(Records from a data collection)
※ ※ ※
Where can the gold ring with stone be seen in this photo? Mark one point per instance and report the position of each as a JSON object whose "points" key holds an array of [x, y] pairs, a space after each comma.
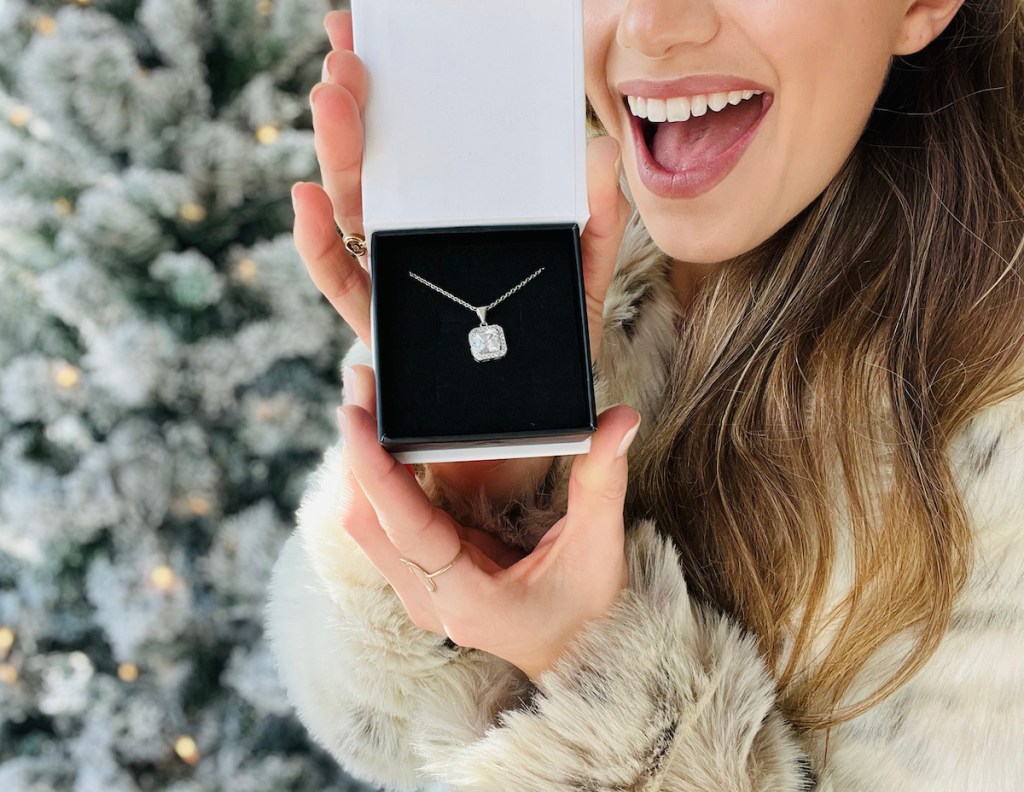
{"points": [[425, 576], [355, 244]]}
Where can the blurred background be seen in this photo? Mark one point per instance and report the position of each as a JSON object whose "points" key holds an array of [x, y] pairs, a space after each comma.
{"points": [[168, 377]]}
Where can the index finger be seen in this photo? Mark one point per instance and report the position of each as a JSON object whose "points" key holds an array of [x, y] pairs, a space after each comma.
{"points": [[339, 30], [419, 531]]}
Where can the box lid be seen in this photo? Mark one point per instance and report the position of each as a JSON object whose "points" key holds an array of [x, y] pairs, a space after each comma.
{"points": [[475, 114]]}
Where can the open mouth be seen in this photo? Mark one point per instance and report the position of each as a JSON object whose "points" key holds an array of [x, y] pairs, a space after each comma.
{"points": [[686, 146], [694, 140]]}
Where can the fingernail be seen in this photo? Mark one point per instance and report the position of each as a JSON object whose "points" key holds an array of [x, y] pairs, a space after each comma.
{"points": [[625, 445], [348, 383]]}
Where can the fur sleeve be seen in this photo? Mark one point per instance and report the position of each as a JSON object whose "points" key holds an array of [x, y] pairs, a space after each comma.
{"points": [[658, 695], [354, 666]]}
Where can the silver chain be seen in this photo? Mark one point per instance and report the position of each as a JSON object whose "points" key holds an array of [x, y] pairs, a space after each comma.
{"points": [[509, 293]]}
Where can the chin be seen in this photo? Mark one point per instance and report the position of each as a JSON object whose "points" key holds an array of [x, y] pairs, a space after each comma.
{"points": [[708, 251]]}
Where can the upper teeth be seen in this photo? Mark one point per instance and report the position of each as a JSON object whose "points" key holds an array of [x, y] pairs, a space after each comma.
{"points": [[682, 108]]}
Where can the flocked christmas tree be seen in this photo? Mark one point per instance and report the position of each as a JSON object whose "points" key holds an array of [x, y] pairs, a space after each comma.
{"points": [[168, 375]]}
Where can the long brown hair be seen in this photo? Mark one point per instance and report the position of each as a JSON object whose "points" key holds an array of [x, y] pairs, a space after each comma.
{"points": [[819, 378]]}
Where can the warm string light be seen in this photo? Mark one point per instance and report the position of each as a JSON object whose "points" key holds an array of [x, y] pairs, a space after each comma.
{"points": [[67, 376], [6, 641], [199, 505], [163, 578], [45, 25], [186, 750], [192, 212], [19, 116], [267, 134], [128, 672], [247, 269]]}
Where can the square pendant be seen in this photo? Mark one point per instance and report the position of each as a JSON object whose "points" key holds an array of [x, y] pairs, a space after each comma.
{"points": [[487, 342]]}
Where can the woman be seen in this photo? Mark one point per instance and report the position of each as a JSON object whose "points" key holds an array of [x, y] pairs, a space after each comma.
{"points": [[808, 570]]}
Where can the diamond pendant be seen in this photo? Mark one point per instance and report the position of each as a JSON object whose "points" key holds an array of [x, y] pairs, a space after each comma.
{"points": [[487, 342]]}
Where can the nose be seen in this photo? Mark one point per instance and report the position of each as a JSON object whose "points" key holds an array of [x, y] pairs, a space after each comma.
{"points": [[654, 28]]}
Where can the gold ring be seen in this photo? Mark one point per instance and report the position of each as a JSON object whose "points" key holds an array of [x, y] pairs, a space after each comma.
{"points": [[425, 576], [355, 244]]}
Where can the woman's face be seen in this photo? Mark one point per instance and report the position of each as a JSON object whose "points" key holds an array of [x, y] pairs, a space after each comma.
{"points": [[721, 182]]}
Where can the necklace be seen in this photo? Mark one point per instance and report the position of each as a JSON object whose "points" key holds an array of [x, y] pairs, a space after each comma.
{"points": [[486, 341]]}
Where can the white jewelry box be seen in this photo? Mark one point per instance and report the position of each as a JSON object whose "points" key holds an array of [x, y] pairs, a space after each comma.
{"points": [[475, 135]]}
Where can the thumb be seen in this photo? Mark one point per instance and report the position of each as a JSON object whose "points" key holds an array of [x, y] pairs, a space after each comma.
{"points": [[598, 480], [609, 211]]}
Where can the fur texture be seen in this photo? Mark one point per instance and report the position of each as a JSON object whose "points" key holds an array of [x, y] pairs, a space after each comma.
{"points": [[660, 694]]}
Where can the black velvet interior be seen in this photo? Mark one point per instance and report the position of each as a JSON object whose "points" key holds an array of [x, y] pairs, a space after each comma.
{"points": [[431, 391]]}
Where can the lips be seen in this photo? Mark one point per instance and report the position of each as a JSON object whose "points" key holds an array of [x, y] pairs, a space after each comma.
{"points": [[688, 161]]}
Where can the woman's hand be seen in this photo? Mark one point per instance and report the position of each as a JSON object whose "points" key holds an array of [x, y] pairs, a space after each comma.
{"points": [[525, 610], [338, 134]]}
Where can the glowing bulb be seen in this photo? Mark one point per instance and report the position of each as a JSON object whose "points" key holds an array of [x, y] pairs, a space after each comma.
{"points": [[192, 212], [185, 748], [6, 641], [247, 269], [68, 376], [19, 116], [163, 578], [267, 133], [128, 672], [46, 25]]}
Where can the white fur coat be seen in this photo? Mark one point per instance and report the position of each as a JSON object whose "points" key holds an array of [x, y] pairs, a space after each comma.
{"points": [[662, 694]]}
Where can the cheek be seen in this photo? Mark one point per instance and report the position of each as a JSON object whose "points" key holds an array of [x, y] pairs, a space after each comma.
{"points": [[600, 18]]}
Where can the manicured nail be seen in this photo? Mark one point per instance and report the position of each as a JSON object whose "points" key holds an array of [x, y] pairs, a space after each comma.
{"points": [[625, 445], [348, 383]]}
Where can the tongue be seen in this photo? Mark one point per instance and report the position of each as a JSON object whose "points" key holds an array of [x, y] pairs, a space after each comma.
{"points": [[682, 144]]}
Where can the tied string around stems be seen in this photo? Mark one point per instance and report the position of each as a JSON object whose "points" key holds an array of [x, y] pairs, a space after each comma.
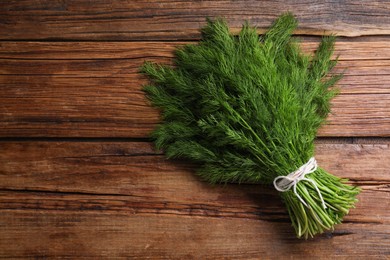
{"points": [[284, 183]]}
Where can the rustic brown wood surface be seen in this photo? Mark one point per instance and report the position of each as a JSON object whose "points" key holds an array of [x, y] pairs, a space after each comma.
{"points": [[79, 178]]}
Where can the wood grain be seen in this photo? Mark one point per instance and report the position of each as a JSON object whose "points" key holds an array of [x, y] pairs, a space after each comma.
{"points": [[151, 20], [134, 168], [88, 89], [67, 194]]}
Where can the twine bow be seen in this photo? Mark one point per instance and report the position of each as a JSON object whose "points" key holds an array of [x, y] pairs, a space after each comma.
{"points": [[284, 183]]}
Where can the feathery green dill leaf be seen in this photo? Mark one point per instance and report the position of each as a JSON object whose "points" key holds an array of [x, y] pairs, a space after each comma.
{"points": [[247, 109]]}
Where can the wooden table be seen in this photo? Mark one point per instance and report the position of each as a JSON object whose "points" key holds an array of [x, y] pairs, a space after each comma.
{"points": [[80, 178]]}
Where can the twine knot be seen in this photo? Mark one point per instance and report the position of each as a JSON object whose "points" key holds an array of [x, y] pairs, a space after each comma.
{"points": [[284, 183]]}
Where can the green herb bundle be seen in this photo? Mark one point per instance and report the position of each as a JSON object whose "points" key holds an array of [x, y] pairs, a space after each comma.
{"points": [[247, 109]]}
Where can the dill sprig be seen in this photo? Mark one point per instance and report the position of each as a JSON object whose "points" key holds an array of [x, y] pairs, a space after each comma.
{"points": [[247, 109]]}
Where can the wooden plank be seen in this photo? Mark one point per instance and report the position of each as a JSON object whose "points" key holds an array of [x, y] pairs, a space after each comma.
{"points": [[86, 89], [100, 199], [132, 168], [141, 20], [102, 234]]}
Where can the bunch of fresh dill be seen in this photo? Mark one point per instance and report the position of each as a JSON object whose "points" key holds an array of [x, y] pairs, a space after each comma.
{"points": [[247, 109]]}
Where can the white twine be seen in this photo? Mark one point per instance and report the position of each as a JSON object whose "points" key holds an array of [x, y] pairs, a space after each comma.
{"points": [[284, 183]]}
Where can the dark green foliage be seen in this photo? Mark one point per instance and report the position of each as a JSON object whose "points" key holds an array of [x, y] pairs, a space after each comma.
{"points": [[247, 109]]}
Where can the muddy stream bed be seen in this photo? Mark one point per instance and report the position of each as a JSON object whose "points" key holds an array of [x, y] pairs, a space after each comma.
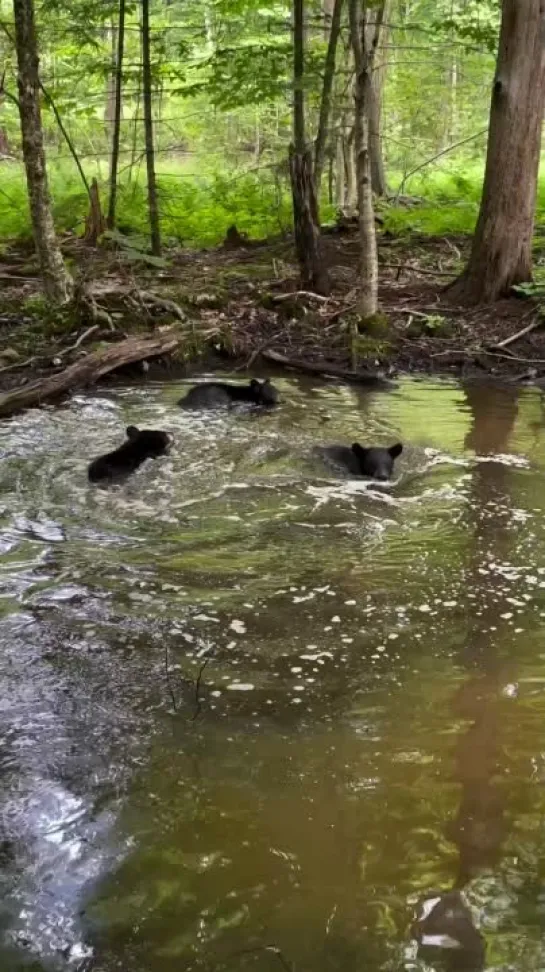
※ ※ ※
Each line from the one holding "Where can the dark" through the final line of the data needs to be transcribed exactly. Include both ends, skip the pictures, and add nothing.

■ **EXPECTED ANSWER**:
Where can the dark green foliage be seen in this photo? Mark one point per instance and report the position of each as a JSON object whose "points" key holds an array of [x, y] pairs, a space after each comma.
{"points": [[247, 109]]}
Where can the muddy stream bed be seen in this photo? Mark one point per instance and report the position of each as a JSON object whose "points" key holds an array of [x, y] pairs, a space after each comma.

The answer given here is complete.